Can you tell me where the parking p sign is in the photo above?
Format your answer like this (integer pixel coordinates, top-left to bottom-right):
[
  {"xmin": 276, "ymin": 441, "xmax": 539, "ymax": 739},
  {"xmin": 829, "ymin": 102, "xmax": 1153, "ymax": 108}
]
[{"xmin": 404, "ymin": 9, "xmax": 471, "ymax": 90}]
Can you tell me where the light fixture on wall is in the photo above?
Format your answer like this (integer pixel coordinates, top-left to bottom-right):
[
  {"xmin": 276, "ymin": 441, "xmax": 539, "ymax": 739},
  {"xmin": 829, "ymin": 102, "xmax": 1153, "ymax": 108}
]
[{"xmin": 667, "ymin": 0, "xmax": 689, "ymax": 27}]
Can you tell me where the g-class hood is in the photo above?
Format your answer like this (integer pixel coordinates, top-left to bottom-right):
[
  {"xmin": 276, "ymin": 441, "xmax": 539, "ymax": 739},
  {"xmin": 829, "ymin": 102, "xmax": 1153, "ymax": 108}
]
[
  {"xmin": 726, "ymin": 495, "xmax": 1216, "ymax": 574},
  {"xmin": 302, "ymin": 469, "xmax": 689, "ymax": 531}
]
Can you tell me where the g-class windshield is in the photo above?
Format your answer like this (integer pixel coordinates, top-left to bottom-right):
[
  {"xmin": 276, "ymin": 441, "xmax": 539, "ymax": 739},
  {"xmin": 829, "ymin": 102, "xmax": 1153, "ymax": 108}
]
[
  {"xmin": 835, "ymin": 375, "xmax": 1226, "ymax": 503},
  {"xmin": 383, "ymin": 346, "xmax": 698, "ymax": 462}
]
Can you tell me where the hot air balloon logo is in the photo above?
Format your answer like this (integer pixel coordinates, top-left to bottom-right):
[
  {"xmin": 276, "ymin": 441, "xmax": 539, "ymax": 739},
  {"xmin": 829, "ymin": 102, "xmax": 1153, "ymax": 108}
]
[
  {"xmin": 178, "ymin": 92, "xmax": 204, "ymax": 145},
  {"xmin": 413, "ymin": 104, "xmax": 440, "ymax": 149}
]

**Exercise instructions**
Rewrite the listing above, substituting "Use this format for your answer" for every occurrence of "Format your answer like this" and leaving everything else unchanged.

**Reply to the task**
Can you tell me where the parking p sign is in the photo above?
Use this format for your answer (integer pixel coordinates, top-left to bottom-right):
[
  {"xmin": 276, "ymin": 441, "xmax": 539, "ymax": 739},
  {"xmin": 829, "ymin": 102, "xmax": 1153, "ymax": 108}
]
[{"xmin": 404, "ymin": 9, "xmax": 471, "ymax": 90}]
Can you tell me where the light fixture on wall is in the photo above?
Use this format for your answer (integer pixel coordinates, top-left to bottom-right):
[
  {"xmin": 276, "ymin": 441, "xmax": 539, "ymax": 739},
  {"xmin": 829, "ymin": 102, "xmax": 1153, "ymax": 108}
]
[{"xmin": 667, "ymin": 0, "xmax": 689, "ymax": 27}]
Can you tell me where the g-class hood is in the photo above?
Use this format for your answer (integer pixel coordinates, top-left to bottom-right):
[
  {"xmin": 276, "ymin": 441, "xmax": 539, "ymax": 739},
  {"xmin": 829, "ymin": 102, "xmax": 1153, "ymax": 108}
]
[
  {"xmin": 726, "ymin": 495, "xmax": 1216, "ymax": 574},
  {"xmin": 302, "ymin": 469, "xmax": 689, "ymax": 531}
]
Can you tell me where the g-class windshield is in the photo above?
Use this format for your answer (integer pixel coordinates, top-left to bottom-right):
[
  {"xmin": 276, "ymin": 441, "xmax": 539, "ymax": 739},
  {"xmin": 829, "ymin": 102, "xmax": 1153, "ymax": 108}
]
[
  {"xmin": 835, "ymin": 375, "xmax": 1226, "ymax": 503},
  {"xmin": 383, "ymin": 346, "xmax": 698, "ymax": 462}
]
Can you tell me where the hot air balloon logo is in the photo above?
Use this format for your answer (integer pixel coordinates, top-left to bottom-right):
[
  {"xmin": 276, "ymin": 441, "xmax": 539, "ymax": 739},
  {"xmin": 829, "ymin": 102, "xmax": 1153, "ymax": 108}
]
[
  {"xmin": 178, "ymin": 92, "xmax": 204, "ymax": 145},
  {"xmin": 413, "ymin": 104, "xmax": 440, "ymax": 149}
]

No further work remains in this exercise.